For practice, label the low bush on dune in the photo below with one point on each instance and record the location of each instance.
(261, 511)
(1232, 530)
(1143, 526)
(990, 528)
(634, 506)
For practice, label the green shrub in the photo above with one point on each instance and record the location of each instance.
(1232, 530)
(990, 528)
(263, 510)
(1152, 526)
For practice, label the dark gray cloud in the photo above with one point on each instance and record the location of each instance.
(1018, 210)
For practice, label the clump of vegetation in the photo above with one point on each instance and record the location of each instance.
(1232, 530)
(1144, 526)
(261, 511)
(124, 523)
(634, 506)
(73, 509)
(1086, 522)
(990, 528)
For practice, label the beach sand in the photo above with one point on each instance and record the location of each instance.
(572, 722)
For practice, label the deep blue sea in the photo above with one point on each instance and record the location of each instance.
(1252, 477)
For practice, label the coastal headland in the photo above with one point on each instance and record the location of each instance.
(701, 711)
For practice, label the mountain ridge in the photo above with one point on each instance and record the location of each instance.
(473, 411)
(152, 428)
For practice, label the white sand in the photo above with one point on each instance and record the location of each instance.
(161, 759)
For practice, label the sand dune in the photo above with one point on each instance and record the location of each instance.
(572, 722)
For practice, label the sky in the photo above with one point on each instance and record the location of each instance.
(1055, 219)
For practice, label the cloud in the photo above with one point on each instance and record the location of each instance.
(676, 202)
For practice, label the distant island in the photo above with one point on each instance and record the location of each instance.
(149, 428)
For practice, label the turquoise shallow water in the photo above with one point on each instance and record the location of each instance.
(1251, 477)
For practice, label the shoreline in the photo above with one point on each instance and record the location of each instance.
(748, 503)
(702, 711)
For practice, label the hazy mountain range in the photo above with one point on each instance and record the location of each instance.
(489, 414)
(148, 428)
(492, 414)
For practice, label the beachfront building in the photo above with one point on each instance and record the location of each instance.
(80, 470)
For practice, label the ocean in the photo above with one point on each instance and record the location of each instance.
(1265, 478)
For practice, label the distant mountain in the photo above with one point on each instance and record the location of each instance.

++++++++++

Work required —
Repeat the listing exactly, from its first line to its last.

Reply —
For practice, label the low bush on dune in the photo below with one point on each instance and record the location of each instance.
(261, 511)
(1232, 530)
(1143, 526)
(990, 528)
(634, 506)
For practice, label the green shrub in the photo above with one point on each instance and record the location of each instance.
(1232, 530)
(990, 528)
(263, 510)
(1152, 526)
For practice, label the dark gray cloud in the photo above with one point on each instance and record the location of each instance.
(1018, 210)
For practice, label the clump of vegetation in the photo above with one point on each instance and record the location of each instance.
(1232, 530)
(1144, 526)
(261, 511)
(124, 523)
(634, 506)
(73, 509)
(1086, 522)
(990, 528)
For practice, label the beach sand in the photo above with one point on each instance and record the location of each instance.
(572, 722)
For practice, label the deep blue sea in the photo above with one point on each instance and record the location of each instance.
(1252, 477)
For practice, label the coastal headland in the photo above with one point on each instance and record the location of each instance.
(701, 711)
For practice, label the mountain ridge in the photo above with one point on each instance and record the location of each instance.
(473, 411)
(152, 428)
For practice, label the white sand in the photo above with one point on each instance and record the location of each instance.
(161, 759)
For practice, label the sand dune in the photo above with one point on each instance and record the location of each instance.
(572, 722)
For practice, label the sky in the photo above with one point on each instance and record the location of each instance.
(1055, 219)
For practice, label the cloud in the photo above with one point on each instance and record the location of each instance.
(676, 202)
For practice, label the distant island in the photo above with one point on each instance and record the location of each instance.
(149, 428)
For practice, label the turquoise shallow water in the photo above with one point on each instance and record the location of each instance.
(1251, 477)
For practice, label the shoreline in the photo above with one point on each instance and record the location of each instance.
(748, 503)
(702, 711)
For practice, label the hazy mountain range in the photo above with one point on each instance and record the location of each instance.
(489, 414)
(148, 428)
(492, 414)
For practice, label the beachfront building in the photo above with one point on each instance and record the location of each instance.
(80, 470)
For practice, label the ocean in the photo above with one point on each instance and record the location of each instance.
(1265, 478)
For practice, label the distant mountain in the photo above with one point on each instance and record the location of each instance.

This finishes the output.